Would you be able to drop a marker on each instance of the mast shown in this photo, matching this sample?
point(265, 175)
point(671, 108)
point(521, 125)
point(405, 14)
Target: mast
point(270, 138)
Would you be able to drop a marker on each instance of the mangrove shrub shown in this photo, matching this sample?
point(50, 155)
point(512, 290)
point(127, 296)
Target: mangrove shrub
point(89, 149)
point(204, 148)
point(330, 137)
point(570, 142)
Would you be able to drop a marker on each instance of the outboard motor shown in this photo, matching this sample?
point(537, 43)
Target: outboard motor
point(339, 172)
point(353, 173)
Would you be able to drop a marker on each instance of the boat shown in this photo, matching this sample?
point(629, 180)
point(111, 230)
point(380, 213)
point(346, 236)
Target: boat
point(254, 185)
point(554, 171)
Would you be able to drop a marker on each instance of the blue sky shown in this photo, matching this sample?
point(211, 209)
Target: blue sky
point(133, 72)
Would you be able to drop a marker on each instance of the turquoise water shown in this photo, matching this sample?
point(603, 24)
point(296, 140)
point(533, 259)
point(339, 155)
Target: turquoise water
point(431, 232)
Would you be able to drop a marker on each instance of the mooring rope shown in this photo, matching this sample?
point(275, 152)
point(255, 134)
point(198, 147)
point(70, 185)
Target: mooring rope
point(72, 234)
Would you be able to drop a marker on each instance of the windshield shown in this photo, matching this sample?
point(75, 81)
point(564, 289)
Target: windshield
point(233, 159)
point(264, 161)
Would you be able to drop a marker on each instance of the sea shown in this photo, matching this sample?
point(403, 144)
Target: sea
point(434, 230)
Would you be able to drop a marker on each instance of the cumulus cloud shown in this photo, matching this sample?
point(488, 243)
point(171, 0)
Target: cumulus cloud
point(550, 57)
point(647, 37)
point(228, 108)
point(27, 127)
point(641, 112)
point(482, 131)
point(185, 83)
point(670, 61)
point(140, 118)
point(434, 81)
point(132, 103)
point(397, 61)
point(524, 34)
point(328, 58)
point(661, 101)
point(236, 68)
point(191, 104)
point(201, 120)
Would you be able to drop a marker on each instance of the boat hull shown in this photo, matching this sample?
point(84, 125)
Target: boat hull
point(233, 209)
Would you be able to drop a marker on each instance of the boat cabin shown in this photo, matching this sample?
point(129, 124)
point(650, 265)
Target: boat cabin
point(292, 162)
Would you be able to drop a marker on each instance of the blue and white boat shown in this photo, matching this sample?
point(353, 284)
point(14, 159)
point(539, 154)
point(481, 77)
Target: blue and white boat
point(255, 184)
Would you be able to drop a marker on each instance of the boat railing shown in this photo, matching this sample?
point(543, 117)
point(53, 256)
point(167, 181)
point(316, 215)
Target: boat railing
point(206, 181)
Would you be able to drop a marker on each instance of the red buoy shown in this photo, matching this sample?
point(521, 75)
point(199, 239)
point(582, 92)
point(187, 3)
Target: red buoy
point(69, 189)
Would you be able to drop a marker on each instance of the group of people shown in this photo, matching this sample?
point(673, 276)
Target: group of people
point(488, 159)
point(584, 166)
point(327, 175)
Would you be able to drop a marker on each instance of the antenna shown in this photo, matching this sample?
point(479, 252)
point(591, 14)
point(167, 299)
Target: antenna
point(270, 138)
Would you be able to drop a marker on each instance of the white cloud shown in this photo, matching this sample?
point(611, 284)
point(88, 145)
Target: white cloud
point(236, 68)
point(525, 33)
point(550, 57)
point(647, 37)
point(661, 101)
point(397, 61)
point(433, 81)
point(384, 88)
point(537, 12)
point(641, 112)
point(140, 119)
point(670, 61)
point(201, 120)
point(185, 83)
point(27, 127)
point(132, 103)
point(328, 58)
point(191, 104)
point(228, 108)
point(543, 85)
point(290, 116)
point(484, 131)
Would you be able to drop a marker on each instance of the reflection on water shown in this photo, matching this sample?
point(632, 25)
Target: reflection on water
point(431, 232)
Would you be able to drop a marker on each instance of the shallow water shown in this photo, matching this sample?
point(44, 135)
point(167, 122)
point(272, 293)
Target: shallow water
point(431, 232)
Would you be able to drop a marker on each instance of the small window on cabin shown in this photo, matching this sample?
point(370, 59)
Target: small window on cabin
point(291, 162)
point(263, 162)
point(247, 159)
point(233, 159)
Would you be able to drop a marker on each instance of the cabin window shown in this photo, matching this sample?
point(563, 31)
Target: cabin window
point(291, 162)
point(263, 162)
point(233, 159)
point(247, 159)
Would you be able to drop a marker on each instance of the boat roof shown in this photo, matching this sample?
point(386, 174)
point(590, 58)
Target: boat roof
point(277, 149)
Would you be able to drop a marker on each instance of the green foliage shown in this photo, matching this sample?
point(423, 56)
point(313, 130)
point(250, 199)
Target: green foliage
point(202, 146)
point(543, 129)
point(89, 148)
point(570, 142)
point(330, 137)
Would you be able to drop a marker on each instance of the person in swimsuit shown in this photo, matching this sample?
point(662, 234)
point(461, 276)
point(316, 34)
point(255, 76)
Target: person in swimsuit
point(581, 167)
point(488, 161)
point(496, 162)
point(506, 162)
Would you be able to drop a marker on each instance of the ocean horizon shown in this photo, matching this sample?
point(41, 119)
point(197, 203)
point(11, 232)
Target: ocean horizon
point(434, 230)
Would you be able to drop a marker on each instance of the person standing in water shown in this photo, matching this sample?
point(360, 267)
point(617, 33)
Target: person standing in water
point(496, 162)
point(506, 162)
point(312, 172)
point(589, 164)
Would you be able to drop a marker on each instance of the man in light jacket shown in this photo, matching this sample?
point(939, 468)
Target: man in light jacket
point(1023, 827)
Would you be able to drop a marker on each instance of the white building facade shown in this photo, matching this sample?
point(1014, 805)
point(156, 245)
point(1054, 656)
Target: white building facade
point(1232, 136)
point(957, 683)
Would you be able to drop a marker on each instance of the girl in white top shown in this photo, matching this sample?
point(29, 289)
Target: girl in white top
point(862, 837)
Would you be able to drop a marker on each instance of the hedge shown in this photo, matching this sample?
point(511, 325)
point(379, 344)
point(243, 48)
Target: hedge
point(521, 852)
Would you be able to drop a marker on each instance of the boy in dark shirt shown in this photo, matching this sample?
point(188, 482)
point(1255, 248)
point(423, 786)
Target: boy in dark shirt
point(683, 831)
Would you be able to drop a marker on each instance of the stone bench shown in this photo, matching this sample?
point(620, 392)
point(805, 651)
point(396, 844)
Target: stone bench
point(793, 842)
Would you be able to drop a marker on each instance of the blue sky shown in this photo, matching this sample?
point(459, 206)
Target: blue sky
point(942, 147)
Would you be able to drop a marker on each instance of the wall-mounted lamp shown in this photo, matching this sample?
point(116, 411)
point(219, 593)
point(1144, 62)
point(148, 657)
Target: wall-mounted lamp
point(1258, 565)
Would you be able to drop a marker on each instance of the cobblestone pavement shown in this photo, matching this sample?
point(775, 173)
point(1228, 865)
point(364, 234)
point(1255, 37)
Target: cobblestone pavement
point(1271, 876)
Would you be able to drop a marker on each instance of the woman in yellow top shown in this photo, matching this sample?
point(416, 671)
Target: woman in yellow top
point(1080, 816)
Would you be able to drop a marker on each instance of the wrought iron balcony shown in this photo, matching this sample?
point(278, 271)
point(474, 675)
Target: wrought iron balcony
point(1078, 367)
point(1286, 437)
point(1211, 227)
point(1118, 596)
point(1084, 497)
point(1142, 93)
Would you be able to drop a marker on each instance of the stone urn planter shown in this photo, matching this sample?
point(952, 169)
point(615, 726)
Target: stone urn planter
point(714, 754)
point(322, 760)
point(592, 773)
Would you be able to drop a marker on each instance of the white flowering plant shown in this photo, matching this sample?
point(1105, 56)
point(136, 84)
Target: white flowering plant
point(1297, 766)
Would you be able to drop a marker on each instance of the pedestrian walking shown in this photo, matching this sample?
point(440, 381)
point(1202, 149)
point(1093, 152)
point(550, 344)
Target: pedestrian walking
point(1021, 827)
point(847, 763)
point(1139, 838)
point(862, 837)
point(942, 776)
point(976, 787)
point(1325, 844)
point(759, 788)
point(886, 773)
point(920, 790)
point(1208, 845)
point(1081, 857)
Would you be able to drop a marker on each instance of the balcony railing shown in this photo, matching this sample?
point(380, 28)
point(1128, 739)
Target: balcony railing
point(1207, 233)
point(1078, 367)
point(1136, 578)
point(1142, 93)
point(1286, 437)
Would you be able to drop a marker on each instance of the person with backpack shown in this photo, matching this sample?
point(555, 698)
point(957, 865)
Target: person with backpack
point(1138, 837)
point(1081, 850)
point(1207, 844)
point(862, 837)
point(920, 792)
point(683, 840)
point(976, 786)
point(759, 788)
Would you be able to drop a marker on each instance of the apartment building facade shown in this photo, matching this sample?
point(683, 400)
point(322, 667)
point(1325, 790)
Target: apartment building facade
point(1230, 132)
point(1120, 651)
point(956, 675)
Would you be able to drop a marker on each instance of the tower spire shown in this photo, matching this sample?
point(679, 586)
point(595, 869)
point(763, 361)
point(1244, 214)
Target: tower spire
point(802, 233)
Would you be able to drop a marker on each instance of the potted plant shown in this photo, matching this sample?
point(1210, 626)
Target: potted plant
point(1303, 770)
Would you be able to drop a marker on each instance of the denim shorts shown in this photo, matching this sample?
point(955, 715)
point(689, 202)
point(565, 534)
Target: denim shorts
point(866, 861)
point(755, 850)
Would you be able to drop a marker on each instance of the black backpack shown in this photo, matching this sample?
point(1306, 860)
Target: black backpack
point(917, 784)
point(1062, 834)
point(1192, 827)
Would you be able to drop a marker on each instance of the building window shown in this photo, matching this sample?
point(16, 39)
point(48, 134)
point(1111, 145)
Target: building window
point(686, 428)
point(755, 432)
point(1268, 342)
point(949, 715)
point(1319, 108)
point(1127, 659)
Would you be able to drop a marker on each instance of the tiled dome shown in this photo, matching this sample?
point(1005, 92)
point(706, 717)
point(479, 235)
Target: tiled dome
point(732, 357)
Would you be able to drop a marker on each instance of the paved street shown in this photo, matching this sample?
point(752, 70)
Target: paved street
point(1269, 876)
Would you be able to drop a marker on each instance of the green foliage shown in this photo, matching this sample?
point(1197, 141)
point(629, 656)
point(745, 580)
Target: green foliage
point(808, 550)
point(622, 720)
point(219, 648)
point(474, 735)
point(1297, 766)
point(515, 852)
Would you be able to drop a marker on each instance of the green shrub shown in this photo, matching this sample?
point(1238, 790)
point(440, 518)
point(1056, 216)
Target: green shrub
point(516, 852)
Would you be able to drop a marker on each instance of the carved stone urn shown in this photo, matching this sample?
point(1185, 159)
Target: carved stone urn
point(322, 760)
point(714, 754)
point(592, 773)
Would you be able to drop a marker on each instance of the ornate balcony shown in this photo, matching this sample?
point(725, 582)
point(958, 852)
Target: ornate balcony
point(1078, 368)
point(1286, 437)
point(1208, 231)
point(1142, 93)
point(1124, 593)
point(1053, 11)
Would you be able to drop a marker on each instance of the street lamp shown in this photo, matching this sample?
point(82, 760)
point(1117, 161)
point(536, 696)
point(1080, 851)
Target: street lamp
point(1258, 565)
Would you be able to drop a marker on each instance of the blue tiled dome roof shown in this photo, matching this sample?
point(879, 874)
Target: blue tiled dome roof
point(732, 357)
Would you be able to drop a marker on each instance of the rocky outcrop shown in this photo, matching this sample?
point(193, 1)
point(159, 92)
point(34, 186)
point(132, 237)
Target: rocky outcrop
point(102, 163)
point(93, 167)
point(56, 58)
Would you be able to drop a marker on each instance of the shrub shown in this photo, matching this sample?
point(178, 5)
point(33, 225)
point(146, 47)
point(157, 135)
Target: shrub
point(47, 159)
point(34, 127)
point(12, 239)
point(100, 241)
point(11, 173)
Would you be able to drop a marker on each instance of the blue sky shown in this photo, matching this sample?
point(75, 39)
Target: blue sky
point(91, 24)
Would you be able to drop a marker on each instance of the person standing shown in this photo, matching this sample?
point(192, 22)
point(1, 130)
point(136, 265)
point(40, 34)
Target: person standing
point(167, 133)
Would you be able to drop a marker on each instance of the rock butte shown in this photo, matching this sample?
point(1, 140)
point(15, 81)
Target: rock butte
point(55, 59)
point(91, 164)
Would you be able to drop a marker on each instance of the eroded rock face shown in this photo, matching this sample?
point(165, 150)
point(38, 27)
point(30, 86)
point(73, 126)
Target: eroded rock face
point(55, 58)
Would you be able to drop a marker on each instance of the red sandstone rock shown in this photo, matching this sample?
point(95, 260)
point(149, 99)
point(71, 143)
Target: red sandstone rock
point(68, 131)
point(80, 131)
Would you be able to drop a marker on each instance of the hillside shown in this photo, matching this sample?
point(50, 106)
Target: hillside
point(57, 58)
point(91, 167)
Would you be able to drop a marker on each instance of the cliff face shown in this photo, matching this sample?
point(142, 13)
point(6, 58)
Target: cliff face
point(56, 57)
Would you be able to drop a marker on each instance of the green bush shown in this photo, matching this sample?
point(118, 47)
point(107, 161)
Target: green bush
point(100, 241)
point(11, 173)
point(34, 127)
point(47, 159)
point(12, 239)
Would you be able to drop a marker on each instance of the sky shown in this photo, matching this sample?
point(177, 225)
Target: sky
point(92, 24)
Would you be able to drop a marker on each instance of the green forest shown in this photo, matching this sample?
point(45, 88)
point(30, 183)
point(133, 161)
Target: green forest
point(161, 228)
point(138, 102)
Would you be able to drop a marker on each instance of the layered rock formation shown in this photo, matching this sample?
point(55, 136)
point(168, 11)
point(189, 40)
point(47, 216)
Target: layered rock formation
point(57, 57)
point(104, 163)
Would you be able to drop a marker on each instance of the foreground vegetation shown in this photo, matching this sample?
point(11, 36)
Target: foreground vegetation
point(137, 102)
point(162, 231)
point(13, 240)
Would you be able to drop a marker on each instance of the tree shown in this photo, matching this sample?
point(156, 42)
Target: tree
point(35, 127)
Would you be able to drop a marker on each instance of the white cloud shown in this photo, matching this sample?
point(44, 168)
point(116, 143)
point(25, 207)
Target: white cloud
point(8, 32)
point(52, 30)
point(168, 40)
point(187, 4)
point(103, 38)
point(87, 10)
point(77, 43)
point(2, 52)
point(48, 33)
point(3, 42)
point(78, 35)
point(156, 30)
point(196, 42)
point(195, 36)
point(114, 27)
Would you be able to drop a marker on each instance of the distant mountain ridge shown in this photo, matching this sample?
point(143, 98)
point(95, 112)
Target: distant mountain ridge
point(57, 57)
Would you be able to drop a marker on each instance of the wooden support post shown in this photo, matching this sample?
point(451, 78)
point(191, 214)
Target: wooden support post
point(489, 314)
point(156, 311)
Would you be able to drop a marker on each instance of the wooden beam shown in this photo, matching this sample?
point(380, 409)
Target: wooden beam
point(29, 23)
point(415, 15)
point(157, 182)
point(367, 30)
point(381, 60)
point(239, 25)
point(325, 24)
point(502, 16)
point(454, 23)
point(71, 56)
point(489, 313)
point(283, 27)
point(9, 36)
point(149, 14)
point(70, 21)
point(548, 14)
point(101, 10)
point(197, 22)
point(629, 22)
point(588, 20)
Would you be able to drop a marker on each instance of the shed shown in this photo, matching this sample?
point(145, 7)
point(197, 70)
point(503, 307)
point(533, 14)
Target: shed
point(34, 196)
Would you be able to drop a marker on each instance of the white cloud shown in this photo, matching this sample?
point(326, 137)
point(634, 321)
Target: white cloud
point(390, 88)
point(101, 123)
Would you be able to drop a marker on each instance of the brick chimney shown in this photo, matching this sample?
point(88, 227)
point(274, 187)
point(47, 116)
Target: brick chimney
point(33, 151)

|---|

Write out exactly the lines above between the line with "point(591, 14)" and the line with "point(88, 145)", inclusive, and nothing beyond them.

point(591, 14)
point(167, 299)
Target: antenna
point(270, 138)
Would you be able to drop a marker on each instance of the white cloud shown in this photo, matching this sample?
point(611, 284)
point(88, 145)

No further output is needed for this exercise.